There are two categories of work-arounds to the blocking problem. The first category of work-around modifies the core protocol in order to eliminate the blocking problem. Unfortunately, these modifications reduce the performance --- typically by adding an extra round of communication --- and thus are rarely used in practice. The second category keeps the protocol in tact but reduces the probability of the types of coordinator failure than can lead to the blocking program --- for example, by running 2PC over replica consensus protocols and ensuring that important state for the protocol is replicated at all times. Unfortunately, once again, these work-arounds reduce performance, since the protocol requires that these replica consensus rounds occur sequentially, and thus they may add significant latency to the protocol.
The lesser-known problem is what I call the “cloggage problem”. 2PC occurs after transaction is processed, and thus necessarily increases the latency of the transaction by an amount equal to the time it takes to run the protocol. This latency increase alone can already be an issue for many applications, but a potentially larger issue is that worker nodes do not know the final outcome of a transaction until mid-way through the second phase. Until they know the final outcome, they have to be prepared for the possibility that it might abort, and thus they typically prevent conflicting transactions from making progress until they are certain that the transaction will commit. These blocked transactions in turn block other transactions from running, and so on, until 2PC completes and all of the blocked transactions can resume. This cloggage further increases the average transaction latency and also decreases transactional throughput.

▸ **Set of tasks**:
1. Decide whether each statement agrees with the passage on two-phase commit. Answer yes or no for each, and quote the words of the passage that settle it. (a) The first category of work-around is widely used in practice. (b) Worker nodes learn the final outcome of a transaction before the second phase begins. (c) Cloggage lowers transactional throughput.
2. Carry the passage on two-phase commit forward, starting right after its final sentence.

▸ **Provided information**:
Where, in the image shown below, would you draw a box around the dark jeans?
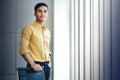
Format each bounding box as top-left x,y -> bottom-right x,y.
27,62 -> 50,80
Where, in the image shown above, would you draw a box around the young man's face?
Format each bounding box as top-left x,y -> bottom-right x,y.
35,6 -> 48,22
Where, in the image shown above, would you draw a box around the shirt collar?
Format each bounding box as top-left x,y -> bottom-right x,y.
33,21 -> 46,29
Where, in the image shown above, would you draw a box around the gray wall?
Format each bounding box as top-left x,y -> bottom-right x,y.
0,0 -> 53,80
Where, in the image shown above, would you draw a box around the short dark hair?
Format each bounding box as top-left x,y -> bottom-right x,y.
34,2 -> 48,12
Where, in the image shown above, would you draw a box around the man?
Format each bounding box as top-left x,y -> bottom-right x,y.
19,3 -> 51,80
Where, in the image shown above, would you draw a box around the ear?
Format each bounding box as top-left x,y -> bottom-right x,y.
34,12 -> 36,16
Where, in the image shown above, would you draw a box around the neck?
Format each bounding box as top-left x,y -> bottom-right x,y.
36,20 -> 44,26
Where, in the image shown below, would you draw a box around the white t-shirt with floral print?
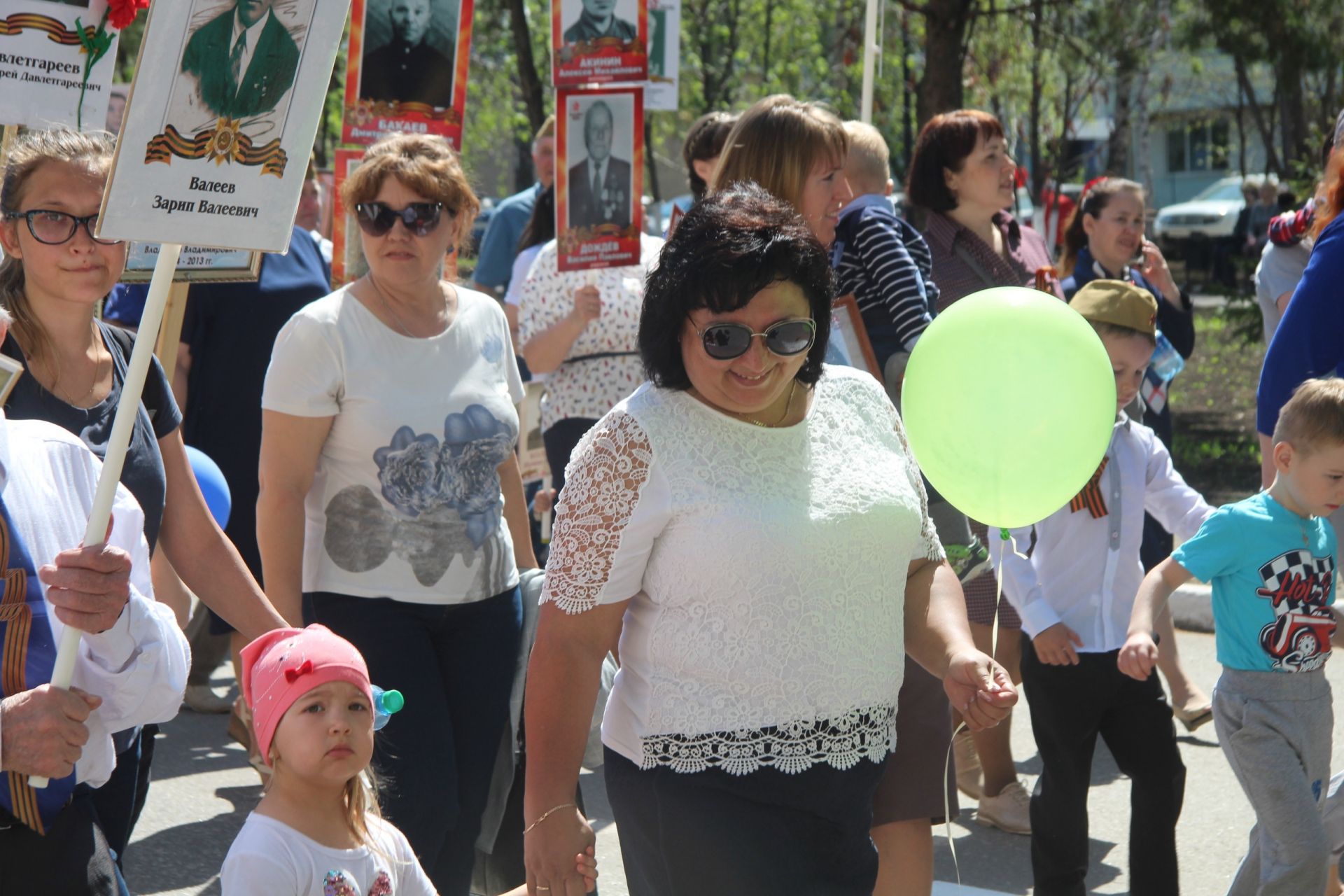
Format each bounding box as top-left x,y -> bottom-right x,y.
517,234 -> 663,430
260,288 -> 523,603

▸ **Results by task**:
1.
(a) No: "thus are rarely used in practice."
(b) No: "worker nodes do not know the final outcome of a transaction until mid-way through the second phase."
(c) Yes: "also decreases transactional throughput."

2.
To summarize the problems we discussed above: 2PC poisons a system along four dimensions: latency (the time of the protocol plus the stall time of conflicting transactions), throughput (because it prevents conflicting transactions from running during the protocol), scalability (the larger the system, the more likely transactions become multi-partition and have to pay the throughput and latency costs of 2PC), and availability (the blocking problem we discussed above). Nobody likes 2PC, but for decades, people have assumed that it is a necessary evil.
For over three decades, we’ve been stuck with two-phase commit in sharded systems. People are aware of the performance, scalability, and availability problems it introduces, but nonetheless continue on, with no obvious better alternative.
The truth is, if we would just architect our systems differently, the need for 2PC would vanish. There have been some attempts to accomplish this --- both in academia (such as this SIGMOD 2016 paper) and industry. However, these attempts typically work by avoiding multi-sharded transactions in the first place, such as by repartitioning data in advance of a transaction so that it is no longer multi-sharded. Unfortunately, this repartitioning reduces performance of the system in other ways.
What I am calling for is a deeper type of change in the way we architect distributed systems. I insist that systems should still be able to process multi-sharded transactions --- with all the ACID guarantees and what that entails --- such as atomicity and durability --- but with much simpler and faster commit protocols.
It all comes down to a fundamental assumption that has been present in our systems for decades: a transaction may abort at any time and for any reason. Even if I run the same transaction on the same initial system state … if I run it at 2:00PM it may commit, but at 3:00 it may abort.
The are several reasons why most architects believe we need this assumption. First, a machine may fail at anytime --- including in the middle of a transaction. Upon recovery, it is generally impossible to recreate all of the state of that transaction that was in volatile memory prior to the failure. As a result, it is seemingly impossible to pick up where the transaction left off prior to the failure. Therefore, the system aborts all transactions that were in progress at the time of the failure. Since a failure can occur at any time, this means that a transaction may abort at any time.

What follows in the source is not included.